>> BEGIN Dataset excerpts

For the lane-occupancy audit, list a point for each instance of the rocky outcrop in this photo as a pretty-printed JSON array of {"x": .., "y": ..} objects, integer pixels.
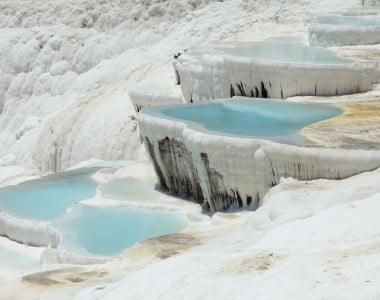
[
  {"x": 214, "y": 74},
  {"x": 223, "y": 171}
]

>> END Dataset excerpts

Rewrite the items with "rocky outcrop" changed to "boulder" and everything else kept the same. Omit the pictures.

## Exercise output
For the lane-occupancy audit, list a point for each instance of the boulder in this photo as a pretty-printed JSON array of {"x": .., "y": ..} objects, integer pixels.
[
  {"x": 214, "y": 74},
  {"x": 223, "y": 171}
]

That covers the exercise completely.